-- Text for analysis follows --

To most strikers being a sturdy 6ft 2 would define their game; with Leandro Damiao it’s merely an additional weapon in his armoury. His strength simply affords him further opportunities to display his array of flicks, tricks and exquisite touch. Typical flashy Brazilian. Always showing off.

Yet Damiao’s extravagance is never meant as gleeful exhibitionism, rather they’re to constantly prove a point. It’s samba with a vengeance.

Anyone who saw his international debut back in March against Scotland would have assumed that here was another blessed kid with Copacabana sand between his toes whose career trajectory to this point was an explosive, swift rise through the youth levels to the Brasileirao. Amazing one and all along the way and probably being harassed daily from a prepubescent age by predatory agents all wanting a share in the inevitable goldmine. Yet Damiao is a rarity – almost an oddity – amongst top class Brazilians. His path has largely been one of struggle and a prolonged battle to prove wrong his many doubters. We are sadly all-too-familiar with stories of South American wonderkids overcoming the adversity of extreme poverty in classic rags to riches circumstances. But impoverishment of talent?

-- Text for analysis concluded --

*Required actions*
1. Copy the passage on Leandro Damiao word for word, from "Anyone who saw" up to and including "impoverishment of talent?".
2. According to the passage on Leandro Damiao, which team did he play against in his international debut?
3. Decide whether each statement agrees with the passage on Leandro Damiao, and back each yes or no with the deciding words from the passage:
(a) Damiao's international debut was against Scotland.
(b) Damiao's extravagance is meant as gleeful exhibitionism.
(c) Damiao's path has largely been one of struggle.
Rely only on the passage above to complete the work.

-- Records shown follows --

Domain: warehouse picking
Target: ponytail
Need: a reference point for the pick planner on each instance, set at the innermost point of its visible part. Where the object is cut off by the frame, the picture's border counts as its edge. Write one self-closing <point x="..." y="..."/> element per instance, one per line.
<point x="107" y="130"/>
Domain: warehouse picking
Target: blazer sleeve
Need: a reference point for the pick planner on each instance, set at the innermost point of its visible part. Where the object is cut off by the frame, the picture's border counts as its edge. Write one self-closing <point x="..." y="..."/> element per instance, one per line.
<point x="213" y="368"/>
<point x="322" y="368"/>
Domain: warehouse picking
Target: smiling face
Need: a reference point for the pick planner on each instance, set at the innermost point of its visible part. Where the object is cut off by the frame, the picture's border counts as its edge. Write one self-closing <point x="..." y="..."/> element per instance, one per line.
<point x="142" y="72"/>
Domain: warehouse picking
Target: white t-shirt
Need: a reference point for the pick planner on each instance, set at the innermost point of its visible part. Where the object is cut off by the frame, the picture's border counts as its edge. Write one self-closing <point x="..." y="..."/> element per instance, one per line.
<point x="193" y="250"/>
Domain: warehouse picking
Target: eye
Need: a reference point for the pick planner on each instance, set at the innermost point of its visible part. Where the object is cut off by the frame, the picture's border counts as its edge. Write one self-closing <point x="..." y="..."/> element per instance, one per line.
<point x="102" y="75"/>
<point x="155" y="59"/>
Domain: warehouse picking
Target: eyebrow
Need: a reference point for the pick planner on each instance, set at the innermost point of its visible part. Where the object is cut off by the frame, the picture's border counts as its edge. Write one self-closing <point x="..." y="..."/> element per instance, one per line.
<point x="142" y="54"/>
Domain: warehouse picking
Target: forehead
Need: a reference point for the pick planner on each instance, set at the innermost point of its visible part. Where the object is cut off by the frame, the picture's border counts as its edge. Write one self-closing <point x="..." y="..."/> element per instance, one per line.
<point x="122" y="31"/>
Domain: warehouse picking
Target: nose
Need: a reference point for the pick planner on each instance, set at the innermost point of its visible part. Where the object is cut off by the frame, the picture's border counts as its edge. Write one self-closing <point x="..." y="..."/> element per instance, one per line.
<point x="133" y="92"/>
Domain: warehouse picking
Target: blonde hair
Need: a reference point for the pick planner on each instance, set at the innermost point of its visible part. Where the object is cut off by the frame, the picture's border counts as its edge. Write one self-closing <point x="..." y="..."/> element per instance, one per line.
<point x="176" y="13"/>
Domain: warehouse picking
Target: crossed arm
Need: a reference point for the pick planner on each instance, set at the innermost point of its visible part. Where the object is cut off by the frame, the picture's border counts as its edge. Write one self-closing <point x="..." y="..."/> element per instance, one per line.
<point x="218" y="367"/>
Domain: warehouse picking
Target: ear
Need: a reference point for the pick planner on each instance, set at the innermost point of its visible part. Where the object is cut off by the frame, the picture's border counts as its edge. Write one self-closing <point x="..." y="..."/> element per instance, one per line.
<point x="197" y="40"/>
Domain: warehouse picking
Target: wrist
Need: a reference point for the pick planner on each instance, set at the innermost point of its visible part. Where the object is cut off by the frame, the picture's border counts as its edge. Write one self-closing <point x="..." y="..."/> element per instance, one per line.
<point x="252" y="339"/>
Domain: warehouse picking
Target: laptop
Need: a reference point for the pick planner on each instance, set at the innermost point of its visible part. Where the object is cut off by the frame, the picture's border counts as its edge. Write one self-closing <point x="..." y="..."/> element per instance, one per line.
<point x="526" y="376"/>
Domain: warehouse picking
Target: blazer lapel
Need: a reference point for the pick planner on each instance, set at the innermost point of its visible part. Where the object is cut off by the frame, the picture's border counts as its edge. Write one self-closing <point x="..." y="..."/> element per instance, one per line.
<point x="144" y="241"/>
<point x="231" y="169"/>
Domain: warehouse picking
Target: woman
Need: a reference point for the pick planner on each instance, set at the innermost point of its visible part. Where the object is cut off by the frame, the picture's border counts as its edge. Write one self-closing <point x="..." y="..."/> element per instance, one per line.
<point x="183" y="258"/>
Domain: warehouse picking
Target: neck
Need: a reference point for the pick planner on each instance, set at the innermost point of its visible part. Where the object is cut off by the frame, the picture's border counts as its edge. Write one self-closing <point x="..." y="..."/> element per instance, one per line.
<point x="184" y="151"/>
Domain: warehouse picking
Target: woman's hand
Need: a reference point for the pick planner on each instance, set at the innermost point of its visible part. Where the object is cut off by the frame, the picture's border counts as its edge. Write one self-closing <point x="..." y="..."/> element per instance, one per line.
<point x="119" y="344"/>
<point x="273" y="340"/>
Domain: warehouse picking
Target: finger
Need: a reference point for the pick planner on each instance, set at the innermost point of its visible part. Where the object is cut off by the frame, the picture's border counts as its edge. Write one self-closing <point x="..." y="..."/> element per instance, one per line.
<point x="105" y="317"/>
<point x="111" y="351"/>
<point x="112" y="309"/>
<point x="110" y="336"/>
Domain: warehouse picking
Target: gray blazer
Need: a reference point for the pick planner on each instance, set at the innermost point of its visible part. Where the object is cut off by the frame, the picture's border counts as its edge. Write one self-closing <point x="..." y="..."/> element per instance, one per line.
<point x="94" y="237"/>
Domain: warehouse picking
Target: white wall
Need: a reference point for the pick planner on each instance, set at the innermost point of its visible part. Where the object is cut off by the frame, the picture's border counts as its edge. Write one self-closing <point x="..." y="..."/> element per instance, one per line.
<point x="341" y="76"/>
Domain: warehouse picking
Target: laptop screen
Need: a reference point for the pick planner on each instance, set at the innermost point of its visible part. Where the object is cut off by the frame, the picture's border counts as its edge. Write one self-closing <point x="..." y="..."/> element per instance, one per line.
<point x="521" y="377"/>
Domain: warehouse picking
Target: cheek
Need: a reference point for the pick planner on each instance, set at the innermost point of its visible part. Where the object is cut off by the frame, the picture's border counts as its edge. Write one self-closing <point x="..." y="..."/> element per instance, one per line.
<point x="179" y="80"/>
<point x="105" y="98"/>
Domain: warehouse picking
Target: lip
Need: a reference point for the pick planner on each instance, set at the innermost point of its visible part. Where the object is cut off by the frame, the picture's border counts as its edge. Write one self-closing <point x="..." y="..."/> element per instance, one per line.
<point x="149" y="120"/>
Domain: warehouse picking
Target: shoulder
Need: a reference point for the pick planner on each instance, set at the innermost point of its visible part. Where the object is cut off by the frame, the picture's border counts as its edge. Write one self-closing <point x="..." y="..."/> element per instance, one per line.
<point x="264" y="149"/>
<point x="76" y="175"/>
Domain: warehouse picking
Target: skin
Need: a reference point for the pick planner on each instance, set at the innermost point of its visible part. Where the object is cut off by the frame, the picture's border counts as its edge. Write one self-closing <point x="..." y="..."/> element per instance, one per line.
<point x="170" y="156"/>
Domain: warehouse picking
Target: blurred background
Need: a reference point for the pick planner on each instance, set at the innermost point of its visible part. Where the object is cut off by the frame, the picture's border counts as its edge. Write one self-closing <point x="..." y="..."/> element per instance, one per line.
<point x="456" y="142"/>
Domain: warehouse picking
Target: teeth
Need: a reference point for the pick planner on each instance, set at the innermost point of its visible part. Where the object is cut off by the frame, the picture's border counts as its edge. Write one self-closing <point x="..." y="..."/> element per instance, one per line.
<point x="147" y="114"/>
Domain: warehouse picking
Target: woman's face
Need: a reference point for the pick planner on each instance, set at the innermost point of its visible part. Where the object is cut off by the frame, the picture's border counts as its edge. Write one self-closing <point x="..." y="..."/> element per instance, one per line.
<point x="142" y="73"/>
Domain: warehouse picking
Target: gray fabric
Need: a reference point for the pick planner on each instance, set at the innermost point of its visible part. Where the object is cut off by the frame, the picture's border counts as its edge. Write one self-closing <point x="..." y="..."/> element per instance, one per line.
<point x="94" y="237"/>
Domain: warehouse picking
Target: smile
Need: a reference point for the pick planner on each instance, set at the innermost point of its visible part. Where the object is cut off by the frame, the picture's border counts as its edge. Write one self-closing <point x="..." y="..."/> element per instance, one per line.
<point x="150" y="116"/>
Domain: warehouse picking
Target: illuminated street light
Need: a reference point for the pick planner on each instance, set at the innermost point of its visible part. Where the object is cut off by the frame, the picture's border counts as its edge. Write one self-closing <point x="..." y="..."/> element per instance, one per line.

-- Records shown concluded --

*Responses*
1.
Anyone who saw his international debut back in March against Scotland would have assumed that here was another blessed kid with Copacabana sand between his toes whose career trajectory to this point was an explosive, swift rise through the youth levels to the Brasileirao. Amazing one and all along the way and probably being harassed daily from a prepubescent age by predatory agents all wanting a share in the inevitable goldmine. Yet Damiao is a rarity – almost an oddity – amongst top class Brazilians. His path has largely been one of struggle and a prolonged battle to prove wrong his many doubters. We are sadly all-too-familiar with stories of South American wonderkids overcoming the adversity of extreme poverty in classic rags to riches circumstances. But impoverishment of talent?

2. Scotland, back in March.

3.
(a) Yes: "his international debut back in March against Scotland"
(b) No: "Yet Damiao’s extravagance is never meant as gleeful exhibitionism"
(c) Yes: "His path has largely been one of struggle"